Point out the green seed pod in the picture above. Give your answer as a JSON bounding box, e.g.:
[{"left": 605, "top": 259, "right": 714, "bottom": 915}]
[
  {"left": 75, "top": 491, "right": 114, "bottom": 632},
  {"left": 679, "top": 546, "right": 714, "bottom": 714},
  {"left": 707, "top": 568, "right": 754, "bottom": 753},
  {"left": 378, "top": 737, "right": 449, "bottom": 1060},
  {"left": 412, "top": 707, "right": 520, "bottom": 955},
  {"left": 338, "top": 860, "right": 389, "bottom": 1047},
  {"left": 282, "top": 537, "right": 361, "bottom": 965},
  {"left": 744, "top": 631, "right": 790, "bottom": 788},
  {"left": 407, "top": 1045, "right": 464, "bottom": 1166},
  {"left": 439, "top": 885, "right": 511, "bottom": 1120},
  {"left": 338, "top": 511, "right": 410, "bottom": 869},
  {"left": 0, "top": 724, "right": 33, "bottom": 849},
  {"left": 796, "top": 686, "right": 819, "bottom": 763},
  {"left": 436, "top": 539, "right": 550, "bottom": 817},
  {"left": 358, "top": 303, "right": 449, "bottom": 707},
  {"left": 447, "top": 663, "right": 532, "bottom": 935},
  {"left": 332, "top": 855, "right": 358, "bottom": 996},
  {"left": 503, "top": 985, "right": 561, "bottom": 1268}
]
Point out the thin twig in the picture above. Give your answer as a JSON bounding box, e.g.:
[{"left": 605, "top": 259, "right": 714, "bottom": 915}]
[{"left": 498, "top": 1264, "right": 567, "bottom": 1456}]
========================================================================
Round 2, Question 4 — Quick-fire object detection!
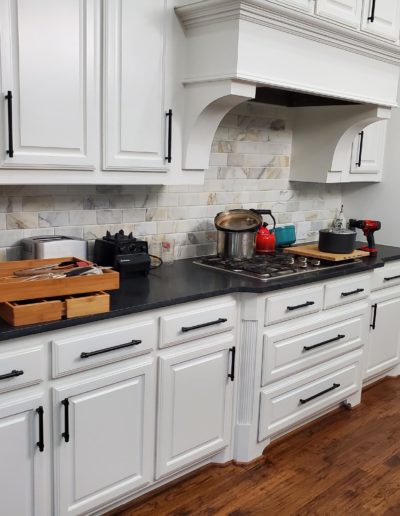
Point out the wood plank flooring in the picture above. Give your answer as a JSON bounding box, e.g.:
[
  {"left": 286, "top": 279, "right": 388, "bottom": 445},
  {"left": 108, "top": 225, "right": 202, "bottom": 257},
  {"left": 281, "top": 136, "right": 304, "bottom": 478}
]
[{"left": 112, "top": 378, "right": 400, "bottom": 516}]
========================================================================
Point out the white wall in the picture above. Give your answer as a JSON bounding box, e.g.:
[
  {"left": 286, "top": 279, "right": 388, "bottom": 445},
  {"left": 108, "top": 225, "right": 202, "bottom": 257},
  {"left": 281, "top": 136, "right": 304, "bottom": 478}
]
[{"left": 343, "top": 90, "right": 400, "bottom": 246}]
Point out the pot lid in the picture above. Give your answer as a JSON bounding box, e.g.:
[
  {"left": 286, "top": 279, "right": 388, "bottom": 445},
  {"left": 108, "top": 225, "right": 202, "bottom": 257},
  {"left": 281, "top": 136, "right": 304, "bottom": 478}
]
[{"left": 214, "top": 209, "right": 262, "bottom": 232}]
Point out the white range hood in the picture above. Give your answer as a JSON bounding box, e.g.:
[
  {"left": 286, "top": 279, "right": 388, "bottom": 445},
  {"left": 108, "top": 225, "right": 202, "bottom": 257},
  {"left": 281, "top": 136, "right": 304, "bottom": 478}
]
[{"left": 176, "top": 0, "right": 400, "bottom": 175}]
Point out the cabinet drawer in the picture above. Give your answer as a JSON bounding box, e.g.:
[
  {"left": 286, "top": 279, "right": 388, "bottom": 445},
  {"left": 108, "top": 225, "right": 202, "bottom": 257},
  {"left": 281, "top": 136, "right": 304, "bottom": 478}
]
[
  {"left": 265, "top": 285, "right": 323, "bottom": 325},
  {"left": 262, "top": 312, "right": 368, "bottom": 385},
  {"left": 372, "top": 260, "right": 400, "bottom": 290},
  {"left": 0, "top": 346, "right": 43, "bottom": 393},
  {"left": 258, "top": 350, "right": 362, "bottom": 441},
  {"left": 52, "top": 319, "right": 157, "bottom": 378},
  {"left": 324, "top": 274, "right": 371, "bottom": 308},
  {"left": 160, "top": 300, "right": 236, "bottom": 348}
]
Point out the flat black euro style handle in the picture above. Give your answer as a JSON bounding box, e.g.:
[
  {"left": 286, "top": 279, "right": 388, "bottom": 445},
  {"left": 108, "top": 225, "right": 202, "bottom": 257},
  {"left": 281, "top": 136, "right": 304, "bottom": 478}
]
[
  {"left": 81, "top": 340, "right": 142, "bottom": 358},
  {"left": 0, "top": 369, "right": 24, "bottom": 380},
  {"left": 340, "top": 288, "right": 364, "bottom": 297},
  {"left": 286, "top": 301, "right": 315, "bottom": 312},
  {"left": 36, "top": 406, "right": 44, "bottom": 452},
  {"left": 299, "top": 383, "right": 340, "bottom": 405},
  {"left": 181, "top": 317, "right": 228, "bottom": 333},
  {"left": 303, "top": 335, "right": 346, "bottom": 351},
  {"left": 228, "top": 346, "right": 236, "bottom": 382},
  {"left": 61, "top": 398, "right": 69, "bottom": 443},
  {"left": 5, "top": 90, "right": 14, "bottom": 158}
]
========================================================================
Exercise task:
Gather every line of the listing above that contains the word "white". Case counts.

Answer to the exercise:
Point out the white wall in the picture above. Give your answer as a JSON bounding box, e.g.:
Point out the white range hood in the picture above. Give your answer as a JSON bounding box, e.g.:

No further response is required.